Comprendo que haya mucha gente que no sea creyente, la fe es un don de Dios, que puede aceptarse o rechazarse, en uso de nuestra libertad. Pero no es comprensible que también se de la espalda a la cultura que ha hecho posible la civilización en que vivimos. Es bochornoso comprobar la ignorancia acerca de cuestiones religiosas de los concursantes que aparecen en la televisión. En estos días de Navidad cuando les preguntaron dónde nació Jesús, según la Biblia, ¡no lo sabían!

La ignorancia acerca de nuestra propia civilización nos impide, cada vez más, gozar del arte que nos rodea, de entender el significado de una catedral, de un retablo, de un cuadro, de una sinfonía, de un poema. Dos milenios de civilización se están disolviendo. Hay que salvar, como sea, nuestra cultura occidental y nuestra fe cristiana.

Francisco Rodríguez Barragán





 

 

 

 

 

Antes del Seguro Obligatorio de Enfermedad


Los problemas de la sanidad pública y el largo periodo de movilizaciones del personal sanitario en Madrid y otros lugares de España, me han llevado a interesarme por los inicios del seguro de enfermedad en España y he encontrado un par de tomos, publicados por el Instituto Nacional de Previsión, de la conferencia nacional, celebrada en Barcelona en noviembre de 1922 sobre los Seguros de Enfermedad, Invalidez y Maternidad, con sus ponencias, actas de la sesiones y conclusiones.

• SOBRE LA TAREA
Prolonga el texto sobre los inicios del seguro de enfermedad en España a partir de su última frase. Los registros son un material independiente del texto.

• Extractos del conjunto de datos
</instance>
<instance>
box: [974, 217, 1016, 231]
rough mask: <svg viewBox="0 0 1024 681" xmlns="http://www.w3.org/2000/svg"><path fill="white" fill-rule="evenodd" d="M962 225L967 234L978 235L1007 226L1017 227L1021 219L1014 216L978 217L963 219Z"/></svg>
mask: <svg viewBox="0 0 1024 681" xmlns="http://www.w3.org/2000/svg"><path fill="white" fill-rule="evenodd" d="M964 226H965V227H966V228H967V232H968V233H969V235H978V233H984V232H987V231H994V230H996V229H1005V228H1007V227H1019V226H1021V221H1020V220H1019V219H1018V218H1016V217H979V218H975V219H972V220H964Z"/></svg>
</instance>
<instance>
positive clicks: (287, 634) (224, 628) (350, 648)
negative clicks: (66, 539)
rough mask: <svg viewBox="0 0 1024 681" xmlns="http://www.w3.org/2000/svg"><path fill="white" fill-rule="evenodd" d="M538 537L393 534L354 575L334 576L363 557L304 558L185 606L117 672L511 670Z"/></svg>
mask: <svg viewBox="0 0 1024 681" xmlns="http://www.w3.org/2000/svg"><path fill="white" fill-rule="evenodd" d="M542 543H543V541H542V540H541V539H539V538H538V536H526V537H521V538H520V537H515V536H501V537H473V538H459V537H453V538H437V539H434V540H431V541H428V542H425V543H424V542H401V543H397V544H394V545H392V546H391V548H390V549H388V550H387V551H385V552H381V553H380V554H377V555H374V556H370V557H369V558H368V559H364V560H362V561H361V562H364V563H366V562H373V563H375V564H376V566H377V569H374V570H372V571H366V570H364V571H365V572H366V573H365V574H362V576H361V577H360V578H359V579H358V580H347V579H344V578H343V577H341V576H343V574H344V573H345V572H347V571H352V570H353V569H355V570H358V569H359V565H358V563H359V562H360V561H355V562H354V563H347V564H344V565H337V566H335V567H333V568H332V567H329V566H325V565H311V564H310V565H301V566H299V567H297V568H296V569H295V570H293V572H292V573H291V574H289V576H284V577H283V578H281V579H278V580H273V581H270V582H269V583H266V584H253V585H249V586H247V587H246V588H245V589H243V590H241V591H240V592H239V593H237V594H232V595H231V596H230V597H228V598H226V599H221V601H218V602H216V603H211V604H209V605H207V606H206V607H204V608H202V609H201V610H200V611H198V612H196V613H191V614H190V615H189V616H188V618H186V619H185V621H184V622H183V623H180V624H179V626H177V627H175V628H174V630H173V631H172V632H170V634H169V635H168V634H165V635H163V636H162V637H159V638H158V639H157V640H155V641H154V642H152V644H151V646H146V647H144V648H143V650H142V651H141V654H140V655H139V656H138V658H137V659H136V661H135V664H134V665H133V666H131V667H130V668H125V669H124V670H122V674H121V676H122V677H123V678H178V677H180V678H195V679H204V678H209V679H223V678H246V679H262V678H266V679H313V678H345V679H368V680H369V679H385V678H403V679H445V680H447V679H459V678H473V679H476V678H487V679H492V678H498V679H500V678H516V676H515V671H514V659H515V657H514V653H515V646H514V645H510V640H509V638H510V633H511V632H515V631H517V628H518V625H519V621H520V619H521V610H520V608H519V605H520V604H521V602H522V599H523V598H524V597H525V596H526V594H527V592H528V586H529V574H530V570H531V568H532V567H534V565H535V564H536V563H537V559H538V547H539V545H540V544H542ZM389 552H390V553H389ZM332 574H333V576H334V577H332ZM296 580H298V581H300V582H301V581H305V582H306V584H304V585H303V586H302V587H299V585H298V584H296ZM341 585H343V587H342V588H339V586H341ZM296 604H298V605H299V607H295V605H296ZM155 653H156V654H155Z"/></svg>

• RESPUESTA DEL EJERCICIO
Hoy podemos adivinar tras las consignas de defensa de la sanidad pública la existencia de muchos intereses corporativos, políticos y económicos, pero en la conferencia del año 1922, los intereses que se sintieron afectados se defendieron abiertamente.

Aquella Conferencia planteó  la creación de tales seguros como obligatorios, ya que las necesidades sanitarias eran atendidas por la Beneficencia pública a cargo de Ayuntamientos y Diputaciones para la gente más pobre, por las Sociedades de socorros mutuos para colectivos capaces de asociarse y abonar las cuotas correspondientes y el Seguro mercantil contra los riesgos de la enfermedad y la invalidez de contratación libre.

 Una de las ponencias planteaba utilizar los servicios y fondos de la Beneficencia pública sanitaria para los nuevos seguros obligatorios  ya que buena parte de sus beneficiarios quedaría encuadrada en ellos, por lo que sufriría una radical transformación. Uno de los asistentes expuso la inquietud sobre la situación futura de los médicos titulares cuando los nuevos organismos del seguro pasaran a prestar el servicio..

Las Sociedades de socorros mutuos aprovecharon la Conferencia para proponer un anteproyecto de ley que regule y condicione su funcionamiento y facilite su fomento y desarrollo y ya que el Estado había decidido implantar estos seguros sociales, manifiesta que es esencial para su mayor eficacia, que su administración les fuera confiada, pues estas Sociedades serían el más eficaz organismo de enlace entre el Estado y el obrero en la gestión de los subsidios en el seguro de enfermedad y dejando a las Cajas Provinciales el cuidado de los demás riesgos a cubrir.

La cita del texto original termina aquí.